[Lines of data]
---

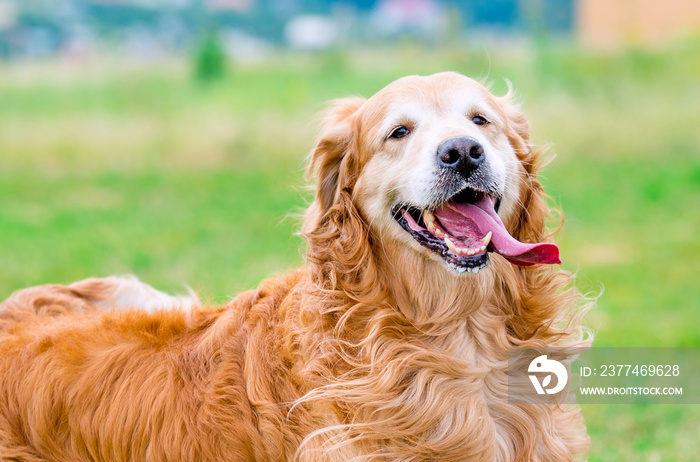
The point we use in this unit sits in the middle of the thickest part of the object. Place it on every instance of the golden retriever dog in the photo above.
(427, 259)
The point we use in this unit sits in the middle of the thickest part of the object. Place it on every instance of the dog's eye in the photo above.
(479, 120)
(399, 132)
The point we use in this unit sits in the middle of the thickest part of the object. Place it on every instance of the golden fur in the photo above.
(373, 350)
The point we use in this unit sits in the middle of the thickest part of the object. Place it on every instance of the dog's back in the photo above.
(82, 377)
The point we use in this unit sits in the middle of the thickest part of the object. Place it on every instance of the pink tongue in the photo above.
(458, 217)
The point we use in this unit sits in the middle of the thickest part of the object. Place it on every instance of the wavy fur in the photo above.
(366, 353)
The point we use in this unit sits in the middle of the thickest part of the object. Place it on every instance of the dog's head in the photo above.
(436, 165)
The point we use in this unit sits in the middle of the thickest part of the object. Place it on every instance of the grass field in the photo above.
(113, 168)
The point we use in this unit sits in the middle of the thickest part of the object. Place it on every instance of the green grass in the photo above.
(120, 168)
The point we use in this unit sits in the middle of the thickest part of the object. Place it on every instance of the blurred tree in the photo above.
(210, 58)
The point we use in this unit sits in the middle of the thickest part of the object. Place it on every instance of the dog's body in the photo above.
(389, 344)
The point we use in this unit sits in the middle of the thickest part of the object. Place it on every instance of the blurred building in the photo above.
(607, 23)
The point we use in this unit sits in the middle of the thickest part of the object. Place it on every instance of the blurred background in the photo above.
(166, 138)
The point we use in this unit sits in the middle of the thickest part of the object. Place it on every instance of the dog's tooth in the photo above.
(450, 245)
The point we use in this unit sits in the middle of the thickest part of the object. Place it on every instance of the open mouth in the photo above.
(465, 228)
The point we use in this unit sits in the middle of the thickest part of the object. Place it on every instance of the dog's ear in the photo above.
(533, 207)
(518, 128)
(333, 160)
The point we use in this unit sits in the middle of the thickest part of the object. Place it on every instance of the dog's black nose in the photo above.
(463, 154)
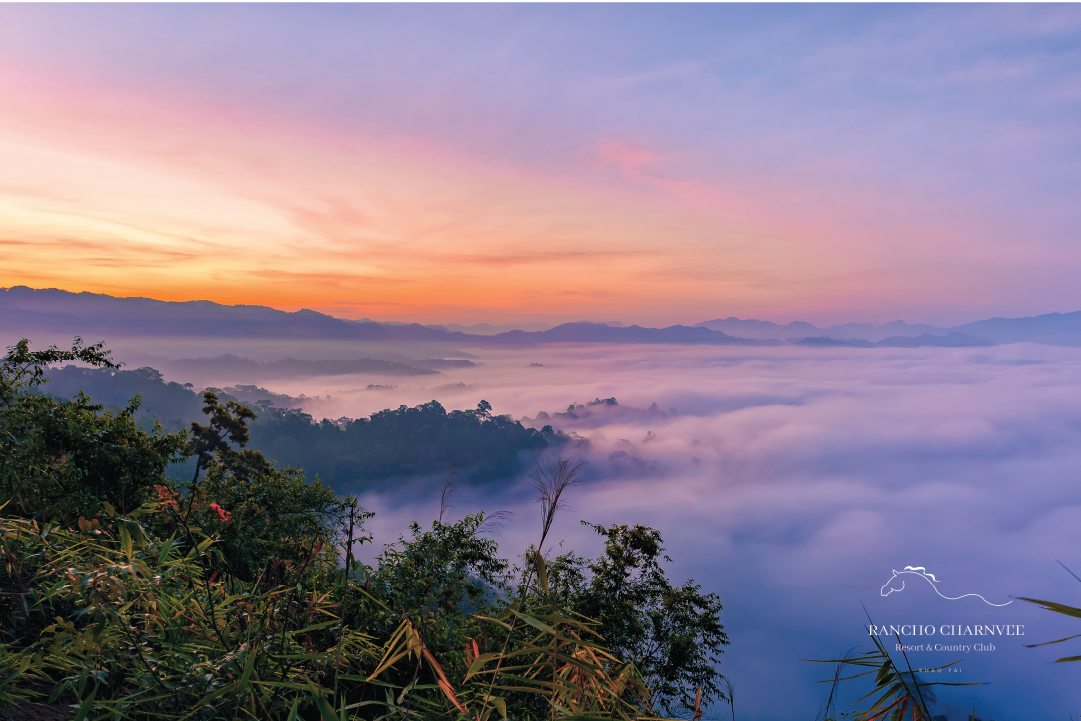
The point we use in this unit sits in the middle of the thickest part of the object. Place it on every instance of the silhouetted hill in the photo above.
(93, 315)
(764, 329)
(1052, 329)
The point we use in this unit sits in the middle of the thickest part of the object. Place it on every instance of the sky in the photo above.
(791, 481)
(654, 164)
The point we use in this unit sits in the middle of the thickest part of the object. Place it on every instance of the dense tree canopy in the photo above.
(347, 454)
(237, 593)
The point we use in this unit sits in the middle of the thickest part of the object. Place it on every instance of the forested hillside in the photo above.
(346, 454)
(128, 593)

---

_WRITTEN INSTRUCTION_
Copy the lines word for word, beginning with the line that contains "body in the photo above." and continuing to the end of the lines. Leave the pictures out of your copy.

_ANSWER IN FULL_
The point we use in this unit sits in the middle of the thickest part of the object. Place it on every instance of the dog's body in the photo above.
(389, 344)
The point we use in this unit sits in the middle of the thickest part of the object. Place it on every instance of the blurred building in the photo above.
(607, 23)
The point we use in this unit sits in the middle of the thickest part of the object. Place it on every instance of the blurred background in the photo above.
(166, 138)
The point we use in this unit sits in the middle of the thickest part of the object. Place it on every instance of the dog's tooth in the photo above.
(450, 245)
The point we use in this unit sits in the middle of the thickest part of the object. Place it on every instance of the open mouth in the photo above.
(465, 228)
The point we use in this unit sits in the middle of the thickest part of the object. Place it on every instance of the dog's ear in the photo above.
(533, 207)
(518, 128)
(333, 160)
The point we use in this unit sits in the middle of the thickest part of the object. Place it on every instance of the dog's black nose in the photo above.
(463, 154)
The point we use in this unit sits in the middle of the thickest part of the object. Place it on every instance of the silhouetted hill in the photo above.
(93, 315)
(764, 329)
(1052, 329)
The point we use in this unit sits in the middle of the thickest part of the object. Place it on every instance of the sky in the photo above.
(791, 481)
(654, 164)
The point we use in this unit sits in the middle of the thickest part of the object. Place it on every instance of the dense tree canopy in the photo above.
(347, 454)
(237, 593)
The point we use in this unit sits in the middle of the thickest part of the object. Place it on every instance of the forested hillside in the photo above.
(346, 454)
(128, 593)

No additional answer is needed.